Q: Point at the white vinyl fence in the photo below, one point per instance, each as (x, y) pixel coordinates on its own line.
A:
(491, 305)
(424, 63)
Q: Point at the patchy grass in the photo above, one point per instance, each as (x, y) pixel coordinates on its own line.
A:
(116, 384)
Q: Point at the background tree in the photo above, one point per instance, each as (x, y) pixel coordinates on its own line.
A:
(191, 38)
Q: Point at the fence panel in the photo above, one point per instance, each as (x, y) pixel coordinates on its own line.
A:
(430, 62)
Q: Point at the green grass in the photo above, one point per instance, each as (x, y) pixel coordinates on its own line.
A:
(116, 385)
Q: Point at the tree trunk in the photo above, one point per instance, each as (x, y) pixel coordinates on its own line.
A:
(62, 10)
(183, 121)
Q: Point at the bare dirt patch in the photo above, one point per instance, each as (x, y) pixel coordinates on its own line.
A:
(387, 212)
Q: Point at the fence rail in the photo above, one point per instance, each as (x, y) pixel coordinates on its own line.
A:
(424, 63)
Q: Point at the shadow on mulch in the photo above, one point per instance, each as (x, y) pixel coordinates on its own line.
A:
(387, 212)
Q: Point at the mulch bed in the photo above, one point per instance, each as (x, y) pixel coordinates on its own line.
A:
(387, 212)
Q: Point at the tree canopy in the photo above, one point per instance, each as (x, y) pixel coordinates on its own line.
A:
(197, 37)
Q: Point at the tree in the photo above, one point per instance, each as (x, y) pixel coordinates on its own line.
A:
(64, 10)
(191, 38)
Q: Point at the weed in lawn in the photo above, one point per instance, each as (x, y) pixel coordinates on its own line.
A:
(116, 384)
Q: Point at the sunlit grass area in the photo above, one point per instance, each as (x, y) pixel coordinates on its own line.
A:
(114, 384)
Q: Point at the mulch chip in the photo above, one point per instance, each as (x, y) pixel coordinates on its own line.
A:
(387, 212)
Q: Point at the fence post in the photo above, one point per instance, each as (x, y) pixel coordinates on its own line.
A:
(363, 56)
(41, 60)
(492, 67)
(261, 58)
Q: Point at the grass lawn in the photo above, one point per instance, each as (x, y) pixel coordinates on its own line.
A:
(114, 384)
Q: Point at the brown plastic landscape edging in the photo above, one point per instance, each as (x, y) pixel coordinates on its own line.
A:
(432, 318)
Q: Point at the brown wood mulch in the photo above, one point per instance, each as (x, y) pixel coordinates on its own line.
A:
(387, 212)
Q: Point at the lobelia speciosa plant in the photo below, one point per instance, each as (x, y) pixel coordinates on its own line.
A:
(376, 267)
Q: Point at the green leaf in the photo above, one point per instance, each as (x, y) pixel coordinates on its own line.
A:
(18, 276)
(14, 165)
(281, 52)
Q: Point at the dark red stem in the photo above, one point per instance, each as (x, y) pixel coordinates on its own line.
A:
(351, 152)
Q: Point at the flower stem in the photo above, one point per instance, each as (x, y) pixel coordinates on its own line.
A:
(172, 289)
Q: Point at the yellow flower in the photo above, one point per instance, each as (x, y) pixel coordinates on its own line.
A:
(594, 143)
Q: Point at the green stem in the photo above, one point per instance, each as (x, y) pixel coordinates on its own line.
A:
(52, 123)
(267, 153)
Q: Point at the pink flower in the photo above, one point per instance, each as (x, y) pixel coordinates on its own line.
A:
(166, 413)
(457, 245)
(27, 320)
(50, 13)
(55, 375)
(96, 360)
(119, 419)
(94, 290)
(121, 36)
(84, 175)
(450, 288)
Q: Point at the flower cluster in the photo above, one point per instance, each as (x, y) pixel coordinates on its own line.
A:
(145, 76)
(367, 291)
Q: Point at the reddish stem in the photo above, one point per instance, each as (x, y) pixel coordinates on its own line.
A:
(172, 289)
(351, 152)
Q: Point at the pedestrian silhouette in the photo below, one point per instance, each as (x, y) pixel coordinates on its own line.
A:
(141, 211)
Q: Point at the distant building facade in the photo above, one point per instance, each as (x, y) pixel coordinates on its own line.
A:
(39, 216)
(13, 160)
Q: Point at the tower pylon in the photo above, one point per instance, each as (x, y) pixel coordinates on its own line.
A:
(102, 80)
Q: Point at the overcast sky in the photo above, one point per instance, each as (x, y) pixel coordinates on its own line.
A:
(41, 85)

> WHAT IS EXPECTED
Scan the entries above for the word "green". Report the lines that hold it.

> RESULT OF THE TASK
Q: Point at the green grass in the photo above, one point per instance, each as (x, y) pixel coordinates on its own line.
Q: Point at the green leaf in the photo above, one point per instance, each as (x, y) pixel coordinates on its own line.
Q: Point at the green stem in the photo above, one point per instance, each as (x, y) pixel coordinates on its own line.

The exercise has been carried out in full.